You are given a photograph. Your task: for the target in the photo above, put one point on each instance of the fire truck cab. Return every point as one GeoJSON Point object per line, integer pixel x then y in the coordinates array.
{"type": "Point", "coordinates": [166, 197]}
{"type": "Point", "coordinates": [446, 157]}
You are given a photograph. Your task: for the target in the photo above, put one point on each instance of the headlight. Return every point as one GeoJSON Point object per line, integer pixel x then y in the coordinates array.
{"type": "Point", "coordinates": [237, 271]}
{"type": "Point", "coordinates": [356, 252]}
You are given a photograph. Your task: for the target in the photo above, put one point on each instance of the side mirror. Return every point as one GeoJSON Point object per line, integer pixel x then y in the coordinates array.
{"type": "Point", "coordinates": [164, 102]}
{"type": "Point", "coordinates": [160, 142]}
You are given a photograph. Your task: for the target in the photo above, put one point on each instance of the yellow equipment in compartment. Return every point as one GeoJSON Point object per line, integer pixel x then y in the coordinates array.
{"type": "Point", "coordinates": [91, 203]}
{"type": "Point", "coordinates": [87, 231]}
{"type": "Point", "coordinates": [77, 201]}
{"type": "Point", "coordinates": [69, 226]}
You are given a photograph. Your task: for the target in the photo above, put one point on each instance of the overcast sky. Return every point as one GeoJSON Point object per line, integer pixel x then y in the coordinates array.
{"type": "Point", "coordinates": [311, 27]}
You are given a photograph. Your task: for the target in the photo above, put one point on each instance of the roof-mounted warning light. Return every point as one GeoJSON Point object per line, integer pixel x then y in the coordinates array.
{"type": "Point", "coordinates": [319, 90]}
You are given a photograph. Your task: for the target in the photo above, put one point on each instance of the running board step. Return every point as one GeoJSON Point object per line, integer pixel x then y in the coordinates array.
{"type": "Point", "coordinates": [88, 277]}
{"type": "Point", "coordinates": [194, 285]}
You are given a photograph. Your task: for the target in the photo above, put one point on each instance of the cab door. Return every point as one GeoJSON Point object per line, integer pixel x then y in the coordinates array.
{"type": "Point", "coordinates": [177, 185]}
□ □ □
Would you restate each of the entries word for word?

You are given a photograph. Your task: for the target in the photo above, put one point on each instance of the fire truck cab. Return every point as one GeoJSON Point object per line, integer pixel x then y in the coordinates array.
{"type": "Point", "coordinates": [166, 197]}
{"type": "Point", "coordinates": [446, 157]}
You are given a photograph. Your task: for the target in the photo above, put one point on each instance of the headlight. Return every point as one GeoJSON Point object per line, integer pixel x then y in the coordinates array.
{"type": "Point", "coordinates": [237, 271]}
{"type": "Point", "coordinates": [356, 252]}
You are given a photograph. Your task: for the target in the photo above, put one point on each instance of the side mirror. Return every point as one GeoJSON Point object per line, integer pixel x then y in the coordinates array.
{"type": "Point", "coordinates": [164, 102]}
{"type": "Point", "coordinates": [160, 142]}
You are given a photograph. Your task: for the target in the photo above, put one point on each instance of the yellow equipment in compartment. Return every point as one GeoJSON Point object per line, integer pixel x then y in the coordinates array.
{"type": "Point", "coordinates": [91, 203]}
{"type": "Point", "coordinates": [87, 231]}
{"type": "Point", "coordinates": [77, 201]}
{"type": "Point", "coordinates": [69, 226]}
You are given a photograph. Your task: for the target in the photo above, put one point on each instance of the overcast sky. Return every point as one GeoJSON Point object per line, integer pixel x then y in the coordinates array.
{"type": "Point", "coordinates": [311, 27]}
You are given a photograph. Your task: for the target in the photo above, put one point on each instance of the roof-mounted warning light. Return every point as one GeoJSON Point object per line, integer pixel x then y in the coordinates array.
{"type": "Point", "coordinates": [319, 90]}
You are given a photograph. Your task: for the target in the photo above, put one point on each instance of the running board step. Return every point as one GeoJSON Point object per line, integer pixel x then y in the coordinates array.
{"type": "Point", "coordinates": [88, 277]}
{"type": "Point", "coordinates": [194, 285]}
You are given a photograph. Your task: for the target in the photo above, put one point on each instance of the cab door. Return every point as one GeoJSON Point object per line, integer pixel x then y in the coordinates array.
{"type": "Point", "coordinates": [177, 185]}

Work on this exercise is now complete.